--- READING PASSAGE ---

Saturday, 25 March 2017

Eating Out in Hereford, Hay and Brecon - and New Plans from the Brecon Tap

So, I saw the Young Man onto the train this morning, and now things are getting back to normal.
I don't eat out often, unless I have guests, so last week we indulged ourselves.
We started in Hereford, straight off the train. At the market in the square we saw the Falafel stall which comes to Hay on Thurdsdays, and treated ourselves to freshly prepared falafels - the Young Man reckons they're the best he's ever tasted.
And, having discovered how good the chilli and chips are from the chip shop on Broad Street, on a previous visit, that's what we got for our first evening meal in Hay.
We also sampled the pizzas at the Three Tuns - a large one to share between us - and they were delicious too. On the first visit we tried the vegetarian option with Perl Las cheese, and on the second we had the beef brisket option.

--- DATA SEGMENT ---

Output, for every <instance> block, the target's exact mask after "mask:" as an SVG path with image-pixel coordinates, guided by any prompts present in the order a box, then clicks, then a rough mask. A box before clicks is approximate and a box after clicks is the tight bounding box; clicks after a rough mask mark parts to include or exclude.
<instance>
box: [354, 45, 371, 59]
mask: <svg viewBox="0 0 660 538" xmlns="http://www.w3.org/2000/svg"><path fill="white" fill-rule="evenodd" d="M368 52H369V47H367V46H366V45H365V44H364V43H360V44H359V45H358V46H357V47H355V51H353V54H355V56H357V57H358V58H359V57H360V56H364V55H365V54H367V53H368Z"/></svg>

---

• [WHAT YOU SHOULD DO]:
Repeat word for word the part of the eating-out post that begins at the words "Saturday, 25 March" and stops after "he's ever tasted.". These lines come from a separate source.

• [RESULT OF THIS EXERCISE]:
Saturday, 25 March 2017

Eating Out in Hereford, Hay and Brecon - and New Plans from the Brecon Tap

So, I saw the Young Man onto the train this morning, and now things are getting back to normal.
I don't eat out often, unless I have guests, so last week we indulged ourselves.
We started in Hereford, straight off the train. At the market in the square we saw the Falafel stall which comes to Hay on Thurdsdays, and treated ourselves to freshly prepared falafels - the Young Man reckons they're the best he's ever tasted.